● WHAT YOU ARE ASKED TO DO
Reproduce word for word everything from the row containing "lookup: white cabinet door" down to the row containing "[153,282,466,418]", including both of those rows.
===== MATERIAL PROVIDED =====
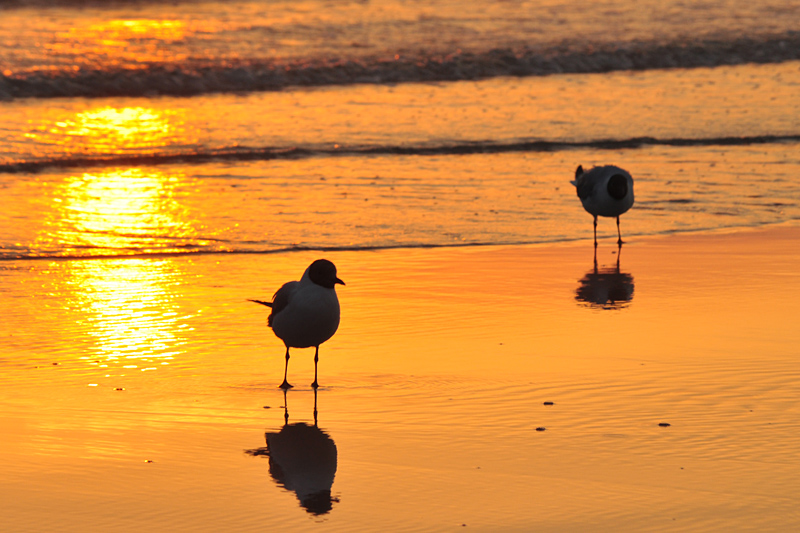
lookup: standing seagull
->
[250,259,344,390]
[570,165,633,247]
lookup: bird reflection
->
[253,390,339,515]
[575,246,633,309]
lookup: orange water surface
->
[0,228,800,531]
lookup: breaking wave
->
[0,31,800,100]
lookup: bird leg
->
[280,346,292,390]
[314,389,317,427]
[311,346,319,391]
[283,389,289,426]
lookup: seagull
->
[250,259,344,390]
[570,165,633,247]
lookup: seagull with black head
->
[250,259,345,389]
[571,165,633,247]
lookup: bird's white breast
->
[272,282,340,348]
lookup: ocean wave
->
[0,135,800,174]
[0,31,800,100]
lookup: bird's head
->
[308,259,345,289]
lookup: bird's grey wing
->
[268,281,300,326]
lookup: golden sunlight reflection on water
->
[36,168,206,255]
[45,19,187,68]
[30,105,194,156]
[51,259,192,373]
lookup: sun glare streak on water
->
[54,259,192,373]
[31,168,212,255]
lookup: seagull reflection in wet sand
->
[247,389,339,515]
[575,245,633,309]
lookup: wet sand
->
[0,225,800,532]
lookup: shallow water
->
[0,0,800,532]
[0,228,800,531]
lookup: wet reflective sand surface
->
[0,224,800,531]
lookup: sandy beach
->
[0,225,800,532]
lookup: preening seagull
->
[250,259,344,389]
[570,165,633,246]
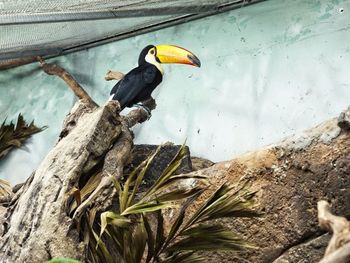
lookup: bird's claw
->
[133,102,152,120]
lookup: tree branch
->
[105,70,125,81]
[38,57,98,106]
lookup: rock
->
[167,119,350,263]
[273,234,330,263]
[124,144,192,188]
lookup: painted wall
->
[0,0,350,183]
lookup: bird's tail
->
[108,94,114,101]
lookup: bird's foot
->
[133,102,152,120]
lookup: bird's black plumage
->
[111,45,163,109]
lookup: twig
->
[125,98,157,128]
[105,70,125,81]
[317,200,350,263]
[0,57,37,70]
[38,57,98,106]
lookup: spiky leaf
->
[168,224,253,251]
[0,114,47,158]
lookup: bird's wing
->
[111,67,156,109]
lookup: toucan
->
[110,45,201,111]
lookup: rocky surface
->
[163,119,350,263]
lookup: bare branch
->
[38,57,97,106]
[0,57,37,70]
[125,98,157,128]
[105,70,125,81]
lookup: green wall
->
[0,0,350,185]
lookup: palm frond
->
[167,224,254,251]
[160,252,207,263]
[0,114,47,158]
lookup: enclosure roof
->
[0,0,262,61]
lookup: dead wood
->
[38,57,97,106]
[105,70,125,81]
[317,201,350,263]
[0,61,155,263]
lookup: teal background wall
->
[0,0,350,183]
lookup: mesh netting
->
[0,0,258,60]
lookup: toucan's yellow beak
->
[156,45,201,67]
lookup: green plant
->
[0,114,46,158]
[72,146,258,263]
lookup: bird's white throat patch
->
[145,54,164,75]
=====
===== MATERIAL PROVIDED =====
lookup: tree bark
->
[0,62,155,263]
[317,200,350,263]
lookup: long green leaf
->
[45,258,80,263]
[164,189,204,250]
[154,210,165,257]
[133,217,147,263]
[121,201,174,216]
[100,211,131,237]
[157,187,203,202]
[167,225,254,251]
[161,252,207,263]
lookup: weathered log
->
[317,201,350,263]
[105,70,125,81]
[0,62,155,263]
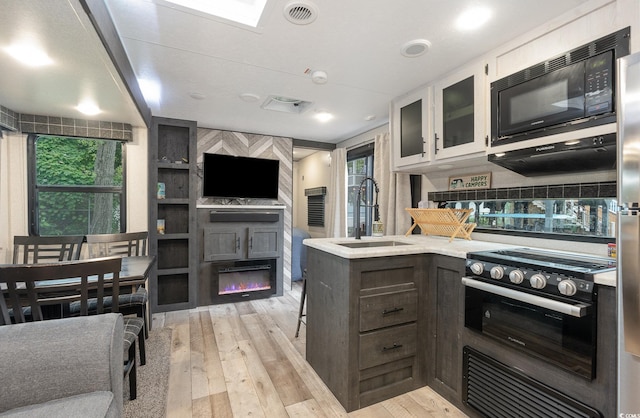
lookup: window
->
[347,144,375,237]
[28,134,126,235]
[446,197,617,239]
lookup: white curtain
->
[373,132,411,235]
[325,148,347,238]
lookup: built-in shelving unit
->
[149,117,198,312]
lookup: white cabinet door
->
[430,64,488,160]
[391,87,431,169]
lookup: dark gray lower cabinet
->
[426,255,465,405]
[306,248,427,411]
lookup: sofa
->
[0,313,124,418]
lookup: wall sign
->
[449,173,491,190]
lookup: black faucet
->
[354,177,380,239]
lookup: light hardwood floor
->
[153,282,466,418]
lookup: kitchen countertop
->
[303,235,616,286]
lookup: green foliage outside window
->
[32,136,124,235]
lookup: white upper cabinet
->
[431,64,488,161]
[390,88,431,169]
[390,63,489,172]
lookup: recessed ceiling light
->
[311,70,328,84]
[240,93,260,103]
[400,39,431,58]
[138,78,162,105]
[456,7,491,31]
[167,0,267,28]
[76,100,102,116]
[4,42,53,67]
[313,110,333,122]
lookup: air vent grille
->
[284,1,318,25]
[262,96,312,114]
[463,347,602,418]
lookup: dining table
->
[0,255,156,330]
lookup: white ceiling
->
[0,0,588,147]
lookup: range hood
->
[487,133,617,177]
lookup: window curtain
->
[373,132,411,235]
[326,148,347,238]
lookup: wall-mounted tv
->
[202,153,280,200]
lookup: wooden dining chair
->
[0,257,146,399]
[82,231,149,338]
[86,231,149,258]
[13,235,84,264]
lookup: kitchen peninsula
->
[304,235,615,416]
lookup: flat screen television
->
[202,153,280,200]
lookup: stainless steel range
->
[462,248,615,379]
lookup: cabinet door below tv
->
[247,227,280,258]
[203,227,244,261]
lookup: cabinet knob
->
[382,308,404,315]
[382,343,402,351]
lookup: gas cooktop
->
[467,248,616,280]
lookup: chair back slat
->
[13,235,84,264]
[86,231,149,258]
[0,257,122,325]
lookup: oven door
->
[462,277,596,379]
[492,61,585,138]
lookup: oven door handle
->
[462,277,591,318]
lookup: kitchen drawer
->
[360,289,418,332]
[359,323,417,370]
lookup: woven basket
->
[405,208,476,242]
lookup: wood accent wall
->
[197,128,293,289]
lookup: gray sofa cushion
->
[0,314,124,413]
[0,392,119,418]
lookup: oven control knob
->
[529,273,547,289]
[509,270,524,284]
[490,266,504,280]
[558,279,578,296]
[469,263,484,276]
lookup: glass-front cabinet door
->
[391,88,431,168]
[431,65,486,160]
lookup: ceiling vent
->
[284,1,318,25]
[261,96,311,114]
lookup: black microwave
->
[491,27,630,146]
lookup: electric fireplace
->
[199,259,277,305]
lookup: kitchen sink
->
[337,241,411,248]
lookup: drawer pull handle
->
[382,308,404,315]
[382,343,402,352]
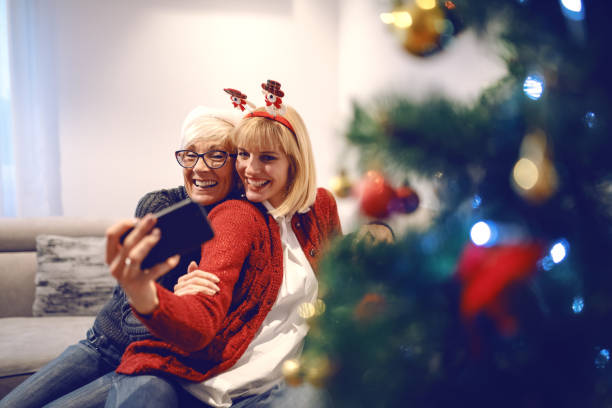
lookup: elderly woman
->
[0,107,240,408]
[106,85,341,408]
=====
● RESULT
lookup: white cabinet door
->
[430,64,488,160]
[391,87,431,169]
lookup: dark gray lower cabinet
->
[426,255,465,405]
[306,248,427,411]
lookup: sofa
->
[0,313,124,418]
lookup: wall sign
->
[449,173,491,190]
lookup: black faucet
->
[354,177,380,239]
lookup: light hardwood floor
->
[153,282,466,418]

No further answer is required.